* _To be done_: Give the records in the stretch from the line containing "Q: report a point for each instance of the watch" through the end of the records as a Markdown table with the columns Row and Line, one numbered row per line and blank lines left out.

##### Records provided

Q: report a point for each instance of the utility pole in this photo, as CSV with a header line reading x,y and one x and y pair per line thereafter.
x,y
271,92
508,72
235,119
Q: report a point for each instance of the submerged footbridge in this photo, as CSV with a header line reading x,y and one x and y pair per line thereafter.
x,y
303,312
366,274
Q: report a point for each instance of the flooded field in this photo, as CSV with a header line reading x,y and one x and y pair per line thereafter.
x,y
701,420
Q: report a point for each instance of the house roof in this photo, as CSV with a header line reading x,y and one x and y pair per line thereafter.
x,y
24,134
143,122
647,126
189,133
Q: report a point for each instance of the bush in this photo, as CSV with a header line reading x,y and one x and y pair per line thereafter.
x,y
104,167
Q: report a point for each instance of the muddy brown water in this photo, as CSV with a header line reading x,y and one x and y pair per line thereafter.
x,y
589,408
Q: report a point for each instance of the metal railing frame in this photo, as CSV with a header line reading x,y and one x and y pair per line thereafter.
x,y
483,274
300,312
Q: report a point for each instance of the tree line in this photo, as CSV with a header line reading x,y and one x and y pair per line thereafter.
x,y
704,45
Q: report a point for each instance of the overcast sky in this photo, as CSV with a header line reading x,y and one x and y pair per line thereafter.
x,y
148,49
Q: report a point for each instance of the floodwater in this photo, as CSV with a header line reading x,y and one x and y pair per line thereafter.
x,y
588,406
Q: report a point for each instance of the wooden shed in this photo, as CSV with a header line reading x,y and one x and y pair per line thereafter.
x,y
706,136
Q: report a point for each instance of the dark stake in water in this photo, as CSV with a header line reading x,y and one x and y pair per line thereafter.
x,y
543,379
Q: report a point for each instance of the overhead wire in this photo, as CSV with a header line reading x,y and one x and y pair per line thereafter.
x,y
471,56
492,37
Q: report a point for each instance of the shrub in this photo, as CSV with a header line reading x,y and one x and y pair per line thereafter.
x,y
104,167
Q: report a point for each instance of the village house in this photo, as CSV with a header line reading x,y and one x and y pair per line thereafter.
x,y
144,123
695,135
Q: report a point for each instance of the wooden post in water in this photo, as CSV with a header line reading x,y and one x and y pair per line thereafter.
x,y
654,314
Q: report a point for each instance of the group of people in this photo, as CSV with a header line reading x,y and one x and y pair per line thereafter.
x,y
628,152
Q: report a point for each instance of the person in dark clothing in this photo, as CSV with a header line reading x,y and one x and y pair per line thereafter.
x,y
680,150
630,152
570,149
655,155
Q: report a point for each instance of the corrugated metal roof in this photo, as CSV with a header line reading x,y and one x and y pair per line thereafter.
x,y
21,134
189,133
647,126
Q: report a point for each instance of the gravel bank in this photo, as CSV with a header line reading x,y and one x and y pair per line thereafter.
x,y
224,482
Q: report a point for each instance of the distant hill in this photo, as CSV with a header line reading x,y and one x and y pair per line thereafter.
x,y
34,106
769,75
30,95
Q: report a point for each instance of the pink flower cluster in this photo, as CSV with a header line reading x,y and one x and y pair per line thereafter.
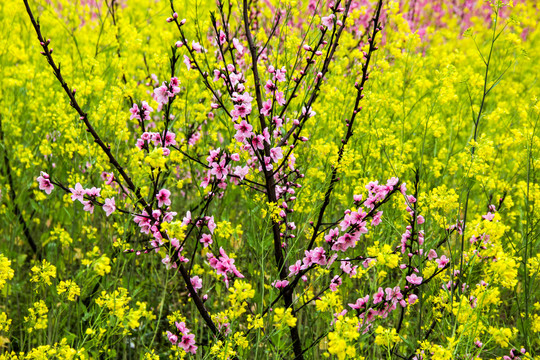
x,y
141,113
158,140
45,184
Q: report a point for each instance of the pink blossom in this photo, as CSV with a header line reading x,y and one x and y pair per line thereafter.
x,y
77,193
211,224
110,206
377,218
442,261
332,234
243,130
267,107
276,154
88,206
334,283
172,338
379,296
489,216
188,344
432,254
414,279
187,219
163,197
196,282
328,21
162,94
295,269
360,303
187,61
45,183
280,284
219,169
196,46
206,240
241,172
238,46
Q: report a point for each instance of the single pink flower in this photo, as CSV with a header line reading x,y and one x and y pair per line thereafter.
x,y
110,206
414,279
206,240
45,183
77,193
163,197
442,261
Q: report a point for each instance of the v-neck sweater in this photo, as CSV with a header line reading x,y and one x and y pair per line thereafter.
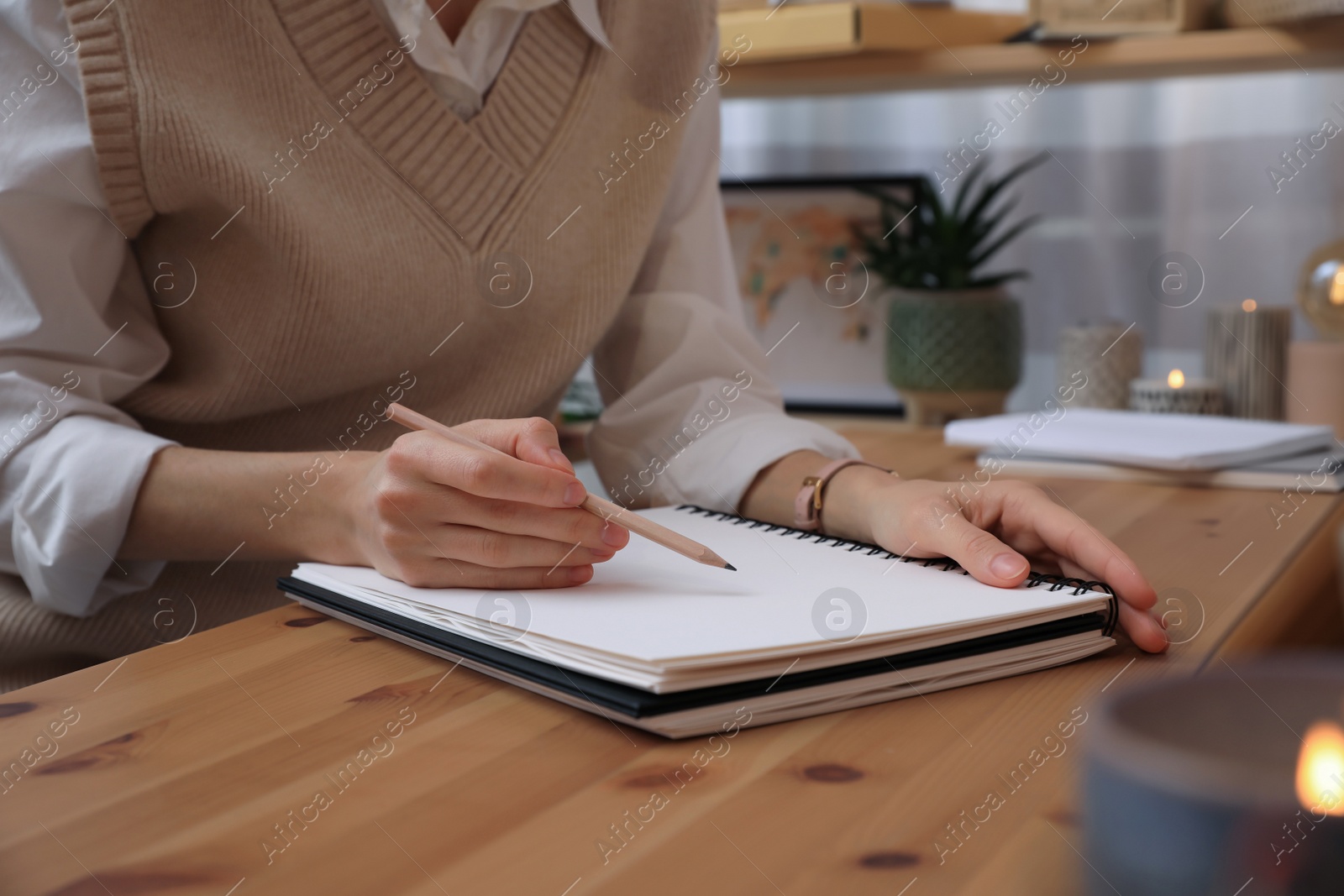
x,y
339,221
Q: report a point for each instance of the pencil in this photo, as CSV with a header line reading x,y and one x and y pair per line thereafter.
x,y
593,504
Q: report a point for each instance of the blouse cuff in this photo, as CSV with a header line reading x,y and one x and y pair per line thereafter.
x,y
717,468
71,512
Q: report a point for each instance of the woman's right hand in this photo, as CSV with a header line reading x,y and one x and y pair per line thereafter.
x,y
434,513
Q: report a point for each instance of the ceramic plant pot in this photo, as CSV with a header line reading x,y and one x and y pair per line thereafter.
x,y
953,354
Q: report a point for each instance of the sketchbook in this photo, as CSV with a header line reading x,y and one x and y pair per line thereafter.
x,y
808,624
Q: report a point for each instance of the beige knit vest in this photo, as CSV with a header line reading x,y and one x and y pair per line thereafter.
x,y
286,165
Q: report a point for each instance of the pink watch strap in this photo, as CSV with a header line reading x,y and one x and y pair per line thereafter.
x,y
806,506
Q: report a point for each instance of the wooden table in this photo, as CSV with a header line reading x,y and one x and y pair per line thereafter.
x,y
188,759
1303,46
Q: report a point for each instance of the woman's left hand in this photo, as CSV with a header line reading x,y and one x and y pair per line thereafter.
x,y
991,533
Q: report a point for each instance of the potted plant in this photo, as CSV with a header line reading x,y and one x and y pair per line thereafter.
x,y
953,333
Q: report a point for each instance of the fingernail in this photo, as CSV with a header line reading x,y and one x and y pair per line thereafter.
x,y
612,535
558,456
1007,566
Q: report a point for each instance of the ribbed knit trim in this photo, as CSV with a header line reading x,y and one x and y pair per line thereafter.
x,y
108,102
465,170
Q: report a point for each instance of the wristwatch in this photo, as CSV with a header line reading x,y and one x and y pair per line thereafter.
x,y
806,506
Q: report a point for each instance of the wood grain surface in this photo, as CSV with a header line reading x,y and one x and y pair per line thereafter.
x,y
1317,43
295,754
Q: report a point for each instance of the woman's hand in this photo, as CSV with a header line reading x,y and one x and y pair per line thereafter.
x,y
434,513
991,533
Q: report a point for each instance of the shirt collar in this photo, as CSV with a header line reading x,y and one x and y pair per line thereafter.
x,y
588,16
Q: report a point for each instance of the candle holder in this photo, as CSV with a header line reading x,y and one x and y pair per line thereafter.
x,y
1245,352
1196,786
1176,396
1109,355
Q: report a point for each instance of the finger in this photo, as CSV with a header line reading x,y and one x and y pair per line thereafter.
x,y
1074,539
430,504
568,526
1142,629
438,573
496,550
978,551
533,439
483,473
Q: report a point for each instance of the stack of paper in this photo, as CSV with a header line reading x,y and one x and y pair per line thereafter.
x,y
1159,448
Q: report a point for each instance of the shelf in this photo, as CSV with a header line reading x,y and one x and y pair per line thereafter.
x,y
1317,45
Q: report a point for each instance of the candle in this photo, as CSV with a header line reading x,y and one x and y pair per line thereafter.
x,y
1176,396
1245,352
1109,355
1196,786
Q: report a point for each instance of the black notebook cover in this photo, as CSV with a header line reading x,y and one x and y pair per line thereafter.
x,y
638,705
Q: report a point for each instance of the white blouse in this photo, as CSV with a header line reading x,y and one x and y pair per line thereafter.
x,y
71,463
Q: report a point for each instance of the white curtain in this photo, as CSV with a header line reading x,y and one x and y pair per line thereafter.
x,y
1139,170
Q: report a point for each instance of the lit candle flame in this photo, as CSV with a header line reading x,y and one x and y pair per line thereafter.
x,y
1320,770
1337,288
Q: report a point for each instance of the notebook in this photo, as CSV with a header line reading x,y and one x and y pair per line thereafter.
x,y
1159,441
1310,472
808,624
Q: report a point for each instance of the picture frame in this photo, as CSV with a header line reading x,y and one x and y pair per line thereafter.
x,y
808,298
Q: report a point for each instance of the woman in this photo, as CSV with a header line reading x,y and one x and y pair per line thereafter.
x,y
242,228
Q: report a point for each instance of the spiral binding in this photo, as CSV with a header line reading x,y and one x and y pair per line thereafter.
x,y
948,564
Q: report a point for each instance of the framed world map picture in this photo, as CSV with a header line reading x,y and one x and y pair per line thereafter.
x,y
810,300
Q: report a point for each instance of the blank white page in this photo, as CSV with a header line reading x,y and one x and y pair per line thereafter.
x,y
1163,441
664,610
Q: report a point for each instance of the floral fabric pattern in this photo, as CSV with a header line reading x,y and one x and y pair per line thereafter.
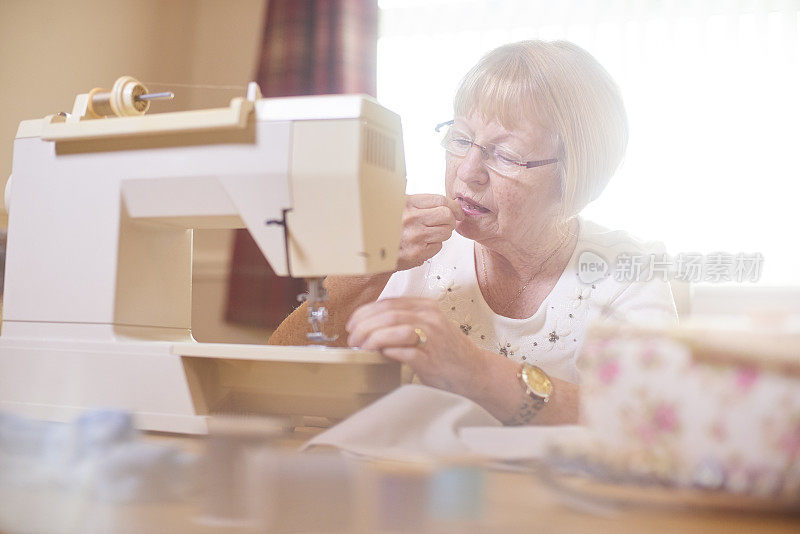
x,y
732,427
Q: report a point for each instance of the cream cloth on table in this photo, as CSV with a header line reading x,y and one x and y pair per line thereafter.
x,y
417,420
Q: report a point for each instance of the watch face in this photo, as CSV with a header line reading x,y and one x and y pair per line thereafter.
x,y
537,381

##########

* _Answer_:
| Row | Line |
|---|---|
| 1 | Q: report a point for each instance of the watch face in this photo, as CSV with a header line reading x,y and one x and y pair per line thereafter. |
| 2 | x,y |
| 3 | 537,381 |